### DATASET
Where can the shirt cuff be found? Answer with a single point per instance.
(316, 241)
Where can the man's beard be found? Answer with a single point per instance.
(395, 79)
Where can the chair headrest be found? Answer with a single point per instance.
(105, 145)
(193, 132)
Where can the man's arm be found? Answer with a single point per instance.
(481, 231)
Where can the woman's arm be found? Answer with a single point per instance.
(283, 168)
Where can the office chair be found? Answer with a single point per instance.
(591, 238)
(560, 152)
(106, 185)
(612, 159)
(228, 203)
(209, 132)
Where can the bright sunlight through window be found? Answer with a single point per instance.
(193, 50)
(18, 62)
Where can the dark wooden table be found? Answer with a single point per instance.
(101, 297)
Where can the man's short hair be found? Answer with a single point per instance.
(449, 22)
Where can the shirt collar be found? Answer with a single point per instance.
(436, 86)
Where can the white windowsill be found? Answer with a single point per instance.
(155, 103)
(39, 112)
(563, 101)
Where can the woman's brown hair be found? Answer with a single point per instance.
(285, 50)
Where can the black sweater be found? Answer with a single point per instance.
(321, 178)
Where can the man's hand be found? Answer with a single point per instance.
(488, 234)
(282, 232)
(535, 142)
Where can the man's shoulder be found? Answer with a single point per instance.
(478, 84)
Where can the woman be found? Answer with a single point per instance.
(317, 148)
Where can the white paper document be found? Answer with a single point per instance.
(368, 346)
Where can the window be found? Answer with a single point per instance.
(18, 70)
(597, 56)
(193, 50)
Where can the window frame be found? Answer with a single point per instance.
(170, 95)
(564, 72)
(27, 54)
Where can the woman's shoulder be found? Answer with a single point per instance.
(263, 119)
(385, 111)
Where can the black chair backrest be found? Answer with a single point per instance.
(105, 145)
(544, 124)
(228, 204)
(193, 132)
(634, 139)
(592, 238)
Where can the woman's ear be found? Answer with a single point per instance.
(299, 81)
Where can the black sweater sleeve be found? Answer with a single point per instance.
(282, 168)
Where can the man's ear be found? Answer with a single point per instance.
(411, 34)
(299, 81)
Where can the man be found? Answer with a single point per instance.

### YOUR ASSIGNMENT
Copy exactly, and only, the lines from the one containing "Where can the man's shoulder" through the last line of the listing.

### WRITTEN RESPONSE
Where can the man's shoulder be found? Answer with a single point per instance.
(478, 84)
Where can the woman be found? Answer with a single point per instance.
(317, 148)
Where can the white paper document be found? Answer with a single point per instance.
(368, 346)
Where can the window be found? Answer with a single point per instance.
(18, 70)
(597, 56)
(193, 50)
Where can the window frame be found? Answer with a single point per instance.
(170, 95)
(564, 72)
(27, 54)
Where can the woman's shoulder be found? Answer with a single point per instance.
(263, 119)
(385, 111)
Where can the black chair backrest be found? Answer with a single point per instance.
(105, 145)
(544, 124)
(228, 204)
(193, 132)
(634, 139)
(592, 238)
Where can the woman's ear be found? Answer with a single point per instance.
(299, 81)
Where can the black sweater sleeve be found? Answer with a single point per instance.
(282, 168)
Where can the man's ear be found? Answer with a single point per instance.
(411, 34)
(299, 81)
Where can the man be found? Answer with a single point per instance.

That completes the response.